━━ VORGEGEBENER TEXT ━━
Eine Schwäche bei den Kamera-Apps vieler Android-Smartphones erlaubt Audio- und Video-Spionage.

Foto: Checkmarx

Das Berechtigungssystem von Android ist eigentlich dazu gedacht, zu verhindern, dass Apps unbemerkt Zugriff auf sensible Informationen eines Smartphones erhalten. Sicherheitsforscher von Checkmarx haben aber einen schlauen Weg gefunden, um diese Sperren auszutricksen – und das mit für die Nutzer potentiell schwerwiegenden Folgen. Eine Sicherheitsschwäche bei vielen Android-Smartphones ließ sich dazu nutzen, die Kamera zu starten und in Folge Audio- und Videoaufnahmen zu tätigen. Das funktionierte sogar dann, wenn das Gerät zuvor gesperrt war.
━━━
━━ ERFASSTE DATEN ━━
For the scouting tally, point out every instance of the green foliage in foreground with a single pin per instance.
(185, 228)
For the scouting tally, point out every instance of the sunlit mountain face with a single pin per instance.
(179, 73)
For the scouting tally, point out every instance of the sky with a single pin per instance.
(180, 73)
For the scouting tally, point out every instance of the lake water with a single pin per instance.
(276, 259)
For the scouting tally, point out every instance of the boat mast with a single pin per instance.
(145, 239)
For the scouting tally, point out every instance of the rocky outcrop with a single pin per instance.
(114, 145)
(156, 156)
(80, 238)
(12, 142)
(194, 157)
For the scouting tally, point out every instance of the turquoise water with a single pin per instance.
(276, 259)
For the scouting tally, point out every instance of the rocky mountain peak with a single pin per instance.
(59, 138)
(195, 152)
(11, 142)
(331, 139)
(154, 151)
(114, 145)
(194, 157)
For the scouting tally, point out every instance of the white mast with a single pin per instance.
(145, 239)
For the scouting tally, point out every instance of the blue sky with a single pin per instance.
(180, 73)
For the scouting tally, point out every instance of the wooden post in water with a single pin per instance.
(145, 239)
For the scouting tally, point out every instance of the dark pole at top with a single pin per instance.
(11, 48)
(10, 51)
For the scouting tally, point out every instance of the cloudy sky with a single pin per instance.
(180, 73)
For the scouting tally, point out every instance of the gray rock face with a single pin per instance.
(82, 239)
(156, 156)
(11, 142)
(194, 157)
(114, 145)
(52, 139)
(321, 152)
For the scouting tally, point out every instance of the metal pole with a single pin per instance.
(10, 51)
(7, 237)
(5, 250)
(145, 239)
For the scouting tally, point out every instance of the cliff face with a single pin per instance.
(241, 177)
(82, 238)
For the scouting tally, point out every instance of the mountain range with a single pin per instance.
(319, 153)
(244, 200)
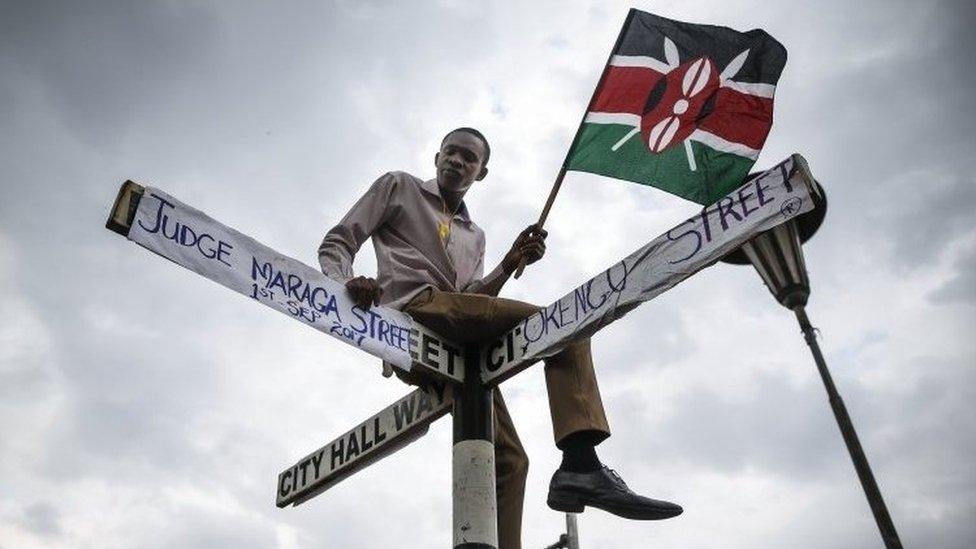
━━━
_GESTELLTE AUFGABE_. Übertrage diesen Satz aus dem Text über die Sicherheitslücke in Android-Kamera-Apps ins Englische: „Eine Sicherheitsschwäche bei vielen Android-Smartphones ließ sich dazu nutzen, die Kamera zu starten und in Folge Audio- und Videoaufnahmen zu tätigen.“ Die Daten stammen aus einer anderen Quelle.

_VOLLSTÄNDIGE ANTWORT_. A security weakness in many Android smartphones could be used to start the camera and subsequently make audio and video recordings.